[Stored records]
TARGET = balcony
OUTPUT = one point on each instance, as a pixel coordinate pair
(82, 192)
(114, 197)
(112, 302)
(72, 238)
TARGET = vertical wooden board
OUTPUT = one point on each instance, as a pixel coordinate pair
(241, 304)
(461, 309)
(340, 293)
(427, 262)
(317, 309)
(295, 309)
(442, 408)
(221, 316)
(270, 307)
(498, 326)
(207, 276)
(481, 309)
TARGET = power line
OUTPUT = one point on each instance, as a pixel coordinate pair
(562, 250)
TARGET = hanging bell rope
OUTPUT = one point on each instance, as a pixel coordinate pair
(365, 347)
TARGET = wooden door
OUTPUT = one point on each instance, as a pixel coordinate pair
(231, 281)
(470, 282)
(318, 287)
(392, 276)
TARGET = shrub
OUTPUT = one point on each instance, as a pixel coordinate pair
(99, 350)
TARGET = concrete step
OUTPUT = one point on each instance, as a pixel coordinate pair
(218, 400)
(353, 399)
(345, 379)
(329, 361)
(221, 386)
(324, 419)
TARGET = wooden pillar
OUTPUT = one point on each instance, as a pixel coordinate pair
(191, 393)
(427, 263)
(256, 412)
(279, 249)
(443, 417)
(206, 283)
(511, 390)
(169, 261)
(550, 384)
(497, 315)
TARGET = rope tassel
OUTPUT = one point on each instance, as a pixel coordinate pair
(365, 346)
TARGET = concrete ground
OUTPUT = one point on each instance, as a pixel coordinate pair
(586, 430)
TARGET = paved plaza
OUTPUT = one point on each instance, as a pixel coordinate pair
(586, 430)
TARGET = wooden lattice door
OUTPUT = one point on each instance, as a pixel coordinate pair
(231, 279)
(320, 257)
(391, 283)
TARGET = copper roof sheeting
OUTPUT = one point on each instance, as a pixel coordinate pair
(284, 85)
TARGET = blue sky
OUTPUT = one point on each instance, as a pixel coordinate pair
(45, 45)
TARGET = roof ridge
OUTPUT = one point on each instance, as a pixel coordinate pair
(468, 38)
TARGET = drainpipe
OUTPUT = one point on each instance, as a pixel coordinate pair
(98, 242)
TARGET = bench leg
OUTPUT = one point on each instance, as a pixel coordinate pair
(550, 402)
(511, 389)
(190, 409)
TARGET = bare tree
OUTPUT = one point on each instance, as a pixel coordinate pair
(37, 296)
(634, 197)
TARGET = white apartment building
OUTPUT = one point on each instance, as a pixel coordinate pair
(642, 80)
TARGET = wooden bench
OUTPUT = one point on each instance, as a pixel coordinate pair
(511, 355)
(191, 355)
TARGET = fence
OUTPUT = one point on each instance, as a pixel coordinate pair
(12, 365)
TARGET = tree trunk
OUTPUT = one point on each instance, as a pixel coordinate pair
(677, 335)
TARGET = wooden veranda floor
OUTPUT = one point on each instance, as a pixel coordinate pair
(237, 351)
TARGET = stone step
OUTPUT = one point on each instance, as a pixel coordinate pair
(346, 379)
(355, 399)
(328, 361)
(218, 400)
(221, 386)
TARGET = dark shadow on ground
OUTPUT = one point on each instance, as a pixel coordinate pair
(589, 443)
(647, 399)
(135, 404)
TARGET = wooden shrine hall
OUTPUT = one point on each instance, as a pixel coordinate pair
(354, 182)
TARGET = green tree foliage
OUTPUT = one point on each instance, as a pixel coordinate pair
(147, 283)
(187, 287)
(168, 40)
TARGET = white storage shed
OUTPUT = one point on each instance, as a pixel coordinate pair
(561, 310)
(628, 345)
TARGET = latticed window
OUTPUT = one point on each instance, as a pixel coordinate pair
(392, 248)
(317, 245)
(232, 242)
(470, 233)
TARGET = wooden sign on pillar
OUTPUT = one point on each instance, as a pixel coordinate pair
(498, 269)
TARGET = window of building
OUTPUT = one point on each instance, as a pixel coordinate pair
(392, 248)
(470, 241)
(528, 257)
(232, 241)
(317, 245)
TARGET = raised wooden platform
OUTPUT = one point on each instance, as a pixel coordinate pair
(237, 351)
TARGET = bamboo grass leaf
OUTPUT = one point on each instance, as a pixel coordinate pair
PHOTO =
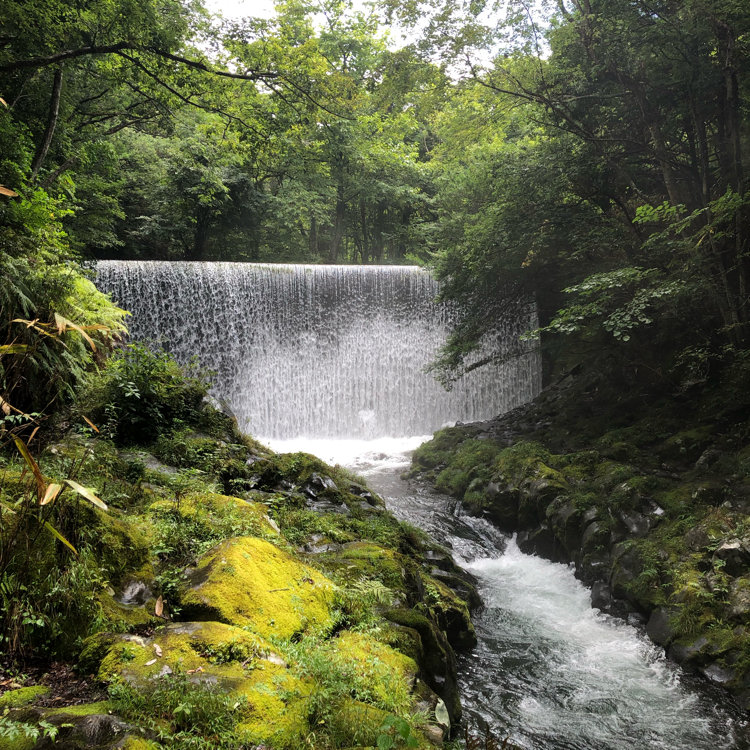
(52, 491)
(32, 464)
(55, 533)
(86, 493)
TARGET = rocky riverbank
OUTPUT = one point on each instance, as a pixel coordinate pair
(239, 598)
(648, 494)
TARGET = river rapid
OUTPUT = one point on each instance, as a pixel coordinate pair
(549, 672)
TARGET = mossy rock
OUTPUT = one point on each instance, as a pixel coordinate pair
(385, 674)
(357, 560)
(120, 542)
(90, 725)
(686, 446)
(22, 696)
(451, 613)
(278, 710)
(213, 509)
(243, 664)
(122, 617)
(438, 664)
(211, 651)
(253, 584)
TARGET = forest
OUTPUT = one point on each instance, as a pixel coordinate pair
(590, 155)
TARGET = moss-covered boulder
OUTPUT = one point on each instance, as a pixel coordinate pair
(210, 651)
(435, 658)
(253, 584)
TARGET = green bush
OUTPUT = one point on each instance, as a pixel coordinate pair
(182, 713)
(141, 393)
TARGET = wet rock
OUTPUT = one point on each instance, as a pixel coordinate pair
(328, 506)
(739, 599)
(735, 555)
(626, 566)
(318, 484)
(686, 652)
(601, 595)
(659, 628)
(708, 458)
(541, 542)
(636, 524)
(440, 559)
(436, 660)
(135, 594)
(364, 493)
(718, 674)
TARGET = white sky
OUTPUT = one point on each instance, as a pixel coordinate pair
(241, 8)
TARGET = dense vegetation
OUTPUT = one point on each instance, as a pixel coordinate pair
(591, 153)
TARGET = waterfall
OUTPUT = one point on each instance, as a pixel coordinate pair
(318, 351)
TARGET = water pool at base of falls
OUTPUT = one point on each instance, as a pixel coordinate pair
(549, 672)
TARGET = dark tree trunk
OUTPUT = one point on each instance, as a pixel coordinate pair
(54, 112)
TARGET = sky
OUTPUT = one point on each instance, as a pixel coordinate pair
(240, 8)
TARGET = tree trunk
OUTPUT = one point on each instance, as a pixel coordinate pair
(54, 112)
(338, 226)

* * *

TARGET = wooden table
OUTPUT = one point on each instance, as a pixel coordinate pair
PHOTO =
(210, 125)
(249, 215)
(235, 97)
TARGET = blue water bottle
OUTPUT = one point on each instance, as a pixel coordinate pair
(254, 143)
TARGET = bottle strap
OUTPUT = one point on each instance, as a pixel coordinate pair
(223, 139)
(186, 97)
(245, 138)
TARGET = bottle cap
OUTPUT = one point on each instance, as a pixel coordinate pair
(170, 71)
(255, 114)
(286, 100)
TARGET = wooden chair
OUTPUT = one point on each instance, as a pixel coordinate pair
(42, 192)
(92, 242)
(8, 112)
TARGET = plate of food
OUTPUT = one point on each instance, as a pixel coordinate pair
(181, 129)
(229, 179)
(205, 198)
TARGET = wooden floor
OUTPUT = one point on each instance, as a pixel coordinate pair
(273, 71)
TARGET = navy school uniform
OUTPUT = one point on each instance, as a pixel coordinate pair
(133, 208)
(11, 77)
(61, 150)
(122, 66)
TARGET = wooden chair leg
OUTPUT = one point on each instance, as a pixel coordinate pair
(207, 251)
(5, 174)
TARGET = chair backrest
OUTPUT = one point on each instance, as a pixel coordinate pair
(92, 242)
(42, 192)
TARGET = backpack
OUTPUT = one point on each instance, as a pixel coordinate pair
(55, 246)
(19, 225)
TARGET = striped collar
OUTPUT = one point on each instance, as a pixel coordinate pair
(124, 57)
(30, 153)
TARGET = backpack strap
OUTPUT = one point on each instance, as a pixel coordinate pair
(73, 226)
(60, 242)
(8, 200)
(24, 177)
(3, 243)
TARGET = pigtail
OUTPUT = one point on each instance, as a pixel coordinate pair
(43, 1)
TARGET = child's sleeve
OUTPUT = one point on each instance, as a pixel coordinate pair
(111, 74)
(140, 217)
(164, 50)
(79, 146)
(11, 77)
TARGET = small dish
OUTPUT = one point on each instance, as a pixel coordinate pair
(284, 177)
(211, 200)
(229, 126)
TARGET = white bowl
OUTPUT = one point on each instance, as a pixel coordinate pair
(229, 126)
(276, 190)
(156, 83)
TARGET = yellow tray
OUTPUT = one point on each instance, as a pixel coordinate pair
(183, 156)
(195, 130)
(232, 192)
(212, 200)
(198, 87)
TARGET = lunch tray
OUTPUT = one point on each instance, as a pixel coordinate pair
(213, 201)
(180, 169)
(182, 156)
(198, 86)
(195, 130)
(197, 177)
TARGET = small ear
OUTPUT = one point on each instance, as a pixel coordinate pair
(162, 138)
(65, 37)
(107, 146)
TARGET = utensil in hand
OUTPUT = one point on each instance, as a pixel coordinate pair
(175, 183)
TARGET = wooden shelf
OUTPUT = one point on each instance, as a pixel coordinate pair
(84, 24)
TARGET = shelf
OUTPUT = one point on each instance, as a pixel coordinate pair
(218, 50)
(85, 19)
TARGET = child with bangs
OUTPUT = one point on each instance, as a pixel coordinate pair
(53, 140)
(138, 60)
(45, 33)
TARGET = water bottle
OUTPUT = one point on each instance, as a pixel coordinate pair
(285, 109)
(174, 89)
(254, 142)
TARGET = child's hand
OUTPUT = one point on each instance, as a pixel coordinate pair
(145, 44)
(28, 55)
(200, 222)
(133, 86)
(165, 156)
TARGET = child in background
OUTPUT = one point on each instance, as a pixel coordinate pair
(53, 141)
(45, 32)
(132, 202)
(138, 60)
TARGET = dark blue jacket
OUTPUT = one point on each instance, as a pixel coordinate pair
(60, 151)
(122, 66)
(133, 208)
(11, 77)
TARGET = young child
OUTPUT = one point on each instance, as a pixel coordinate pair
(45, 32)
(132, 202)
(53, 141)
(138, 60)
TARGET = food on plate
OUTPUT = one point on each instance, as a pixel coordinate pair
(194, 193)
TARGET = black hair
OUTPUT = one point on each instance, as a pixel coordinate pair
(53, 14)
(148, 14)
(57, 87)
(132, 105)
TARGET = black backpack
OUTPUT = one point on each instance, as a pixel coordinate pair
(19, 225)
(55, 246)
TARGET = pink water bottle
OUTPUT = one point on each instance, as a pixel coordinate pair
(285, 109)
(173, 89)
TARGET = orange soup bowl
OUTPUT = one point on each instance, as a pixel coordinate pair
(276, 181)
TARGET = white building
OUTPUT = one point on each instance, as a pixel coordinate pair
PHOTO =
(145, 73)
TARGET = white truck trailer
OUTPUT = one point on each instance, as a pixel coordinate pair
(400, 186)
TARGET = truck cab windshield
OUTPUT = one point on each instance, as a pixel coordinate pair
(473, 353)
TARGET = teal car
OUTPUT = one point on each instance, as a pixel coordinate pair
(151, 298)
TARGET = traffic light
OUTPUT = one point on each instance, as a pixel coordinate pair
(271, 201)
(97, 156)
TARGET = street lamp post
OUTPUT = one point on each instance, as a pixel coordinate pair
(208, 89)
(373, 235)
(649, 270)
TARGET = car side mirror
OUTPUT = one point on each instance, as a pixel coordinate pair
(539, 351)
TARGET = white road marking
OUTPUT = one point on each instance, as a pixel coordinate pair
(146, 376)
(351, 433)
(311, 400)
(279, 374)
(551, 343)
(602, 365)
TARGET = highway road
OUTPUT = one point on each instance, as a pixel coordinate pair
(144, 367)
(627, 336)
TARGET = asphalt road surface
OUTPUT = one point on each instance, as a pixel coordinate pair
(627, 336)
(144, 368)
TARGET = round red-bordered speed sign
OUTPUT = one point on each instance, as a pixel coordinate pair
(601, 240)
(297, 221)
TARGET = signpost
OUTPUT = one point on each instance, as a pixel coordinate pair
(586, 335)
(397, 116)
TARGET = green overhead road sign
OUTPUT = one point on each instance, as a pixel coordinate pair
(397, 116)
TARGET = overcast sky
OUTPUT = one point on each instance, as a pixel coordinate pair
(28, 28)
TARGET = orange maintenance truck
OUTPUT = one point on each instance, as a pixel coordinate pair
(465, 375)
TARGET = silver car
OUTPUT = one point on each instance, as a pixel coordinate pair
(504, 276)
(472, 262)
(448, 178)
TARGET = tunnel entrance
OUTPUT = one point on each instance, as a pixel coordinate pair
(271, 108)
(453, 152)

--

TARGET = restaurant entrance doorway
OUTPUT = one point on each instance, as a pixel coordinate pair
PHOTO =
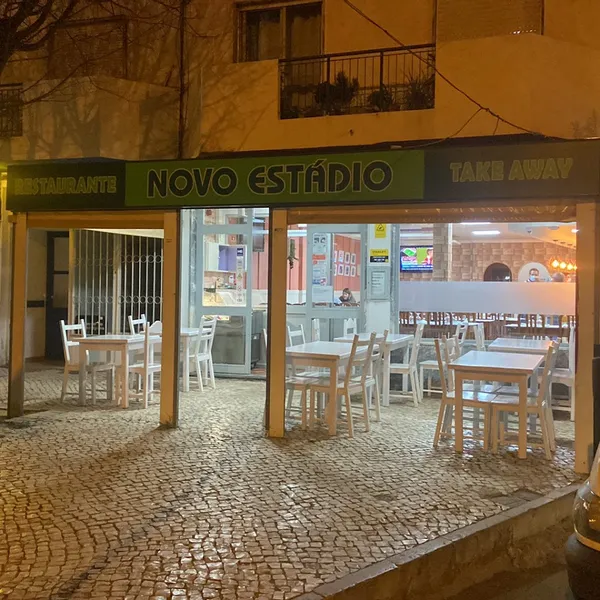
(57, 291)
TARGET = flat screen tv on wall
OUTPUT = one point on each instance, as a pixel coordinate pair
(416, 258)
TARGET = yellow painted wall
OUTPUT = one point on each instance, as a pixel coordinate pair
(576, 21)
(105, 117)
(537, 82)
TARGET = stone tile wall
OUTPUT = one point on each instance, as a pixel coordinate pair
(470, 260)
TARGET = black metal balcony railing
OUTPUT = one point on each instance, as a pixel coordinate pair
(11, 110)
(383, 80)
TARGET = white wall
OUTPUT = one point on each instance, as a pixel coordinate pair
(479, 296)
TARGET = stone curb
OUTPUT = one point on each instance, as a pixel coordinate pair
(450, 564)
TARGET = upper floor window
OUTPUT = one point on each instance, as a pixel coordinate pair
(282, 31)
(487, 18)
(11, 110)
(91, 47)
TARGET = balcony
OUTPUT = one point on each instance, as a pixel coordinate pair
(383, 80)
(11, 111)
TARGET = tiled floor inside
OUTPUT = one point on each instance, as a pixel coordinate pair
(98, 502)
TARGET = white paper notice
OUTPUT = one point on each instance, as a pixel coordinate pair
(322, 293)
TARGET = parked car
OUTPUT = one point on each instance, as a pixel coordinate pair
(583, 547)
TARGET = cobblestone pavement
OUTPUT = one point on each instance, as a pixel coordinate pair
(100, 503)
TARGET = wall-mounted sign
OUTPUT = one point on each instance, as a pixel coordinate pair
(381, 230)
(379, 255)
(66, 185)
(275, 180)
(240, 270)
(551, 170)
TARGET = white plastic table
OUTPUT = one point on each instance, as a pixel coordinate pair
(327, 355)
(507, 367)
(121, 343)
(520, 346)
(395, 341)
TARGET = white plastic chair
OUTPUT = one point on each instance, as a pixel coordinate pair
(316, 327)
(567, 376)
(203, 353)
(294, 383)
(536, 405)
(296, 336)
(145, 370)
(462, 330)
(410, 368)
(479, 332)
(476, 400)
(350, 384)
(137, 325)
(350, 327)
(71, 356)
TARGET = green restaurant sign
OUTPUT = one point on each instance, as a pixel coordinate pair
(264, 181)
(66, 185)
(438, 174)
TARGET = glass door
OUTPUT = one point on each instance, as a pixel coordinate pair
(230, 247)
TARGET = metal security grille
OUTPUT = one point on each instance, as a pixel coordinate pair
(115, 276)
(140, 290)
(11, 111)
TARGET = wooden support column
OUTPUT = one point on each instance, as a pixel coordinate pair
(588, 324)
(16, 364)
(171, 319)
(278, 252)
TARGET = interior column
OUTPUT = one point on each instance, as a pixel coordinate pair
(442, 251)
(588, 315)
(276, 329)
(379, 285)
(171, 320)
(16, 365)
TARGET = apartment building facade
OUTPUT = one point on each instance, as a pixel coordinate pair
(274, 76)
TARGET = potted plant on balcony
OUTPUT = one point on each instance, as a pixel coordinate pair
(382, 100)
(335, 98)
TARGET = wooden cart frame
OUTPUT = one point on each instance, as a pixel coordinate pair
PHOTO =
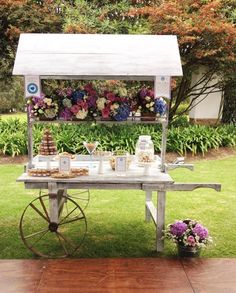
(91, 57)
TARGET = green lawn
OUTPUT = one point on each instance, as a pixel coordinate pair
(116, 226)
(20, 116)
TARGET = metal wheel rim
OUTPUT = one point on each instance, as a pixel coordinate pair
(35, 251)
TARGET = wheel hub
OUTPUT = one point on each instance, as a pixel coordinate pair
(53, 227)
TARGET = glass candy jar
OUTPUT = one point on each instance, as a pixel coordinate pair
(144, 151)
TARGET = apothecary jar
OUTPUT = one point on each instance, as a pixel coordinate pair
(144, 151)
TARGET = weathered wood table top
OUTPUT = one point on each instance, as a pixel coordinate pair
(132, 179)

Problem statement: Collect every line of the stored records that contains the word "concrete". List each such line in full.

Task output:
TARGET = concrete step
TARGET = concrete ground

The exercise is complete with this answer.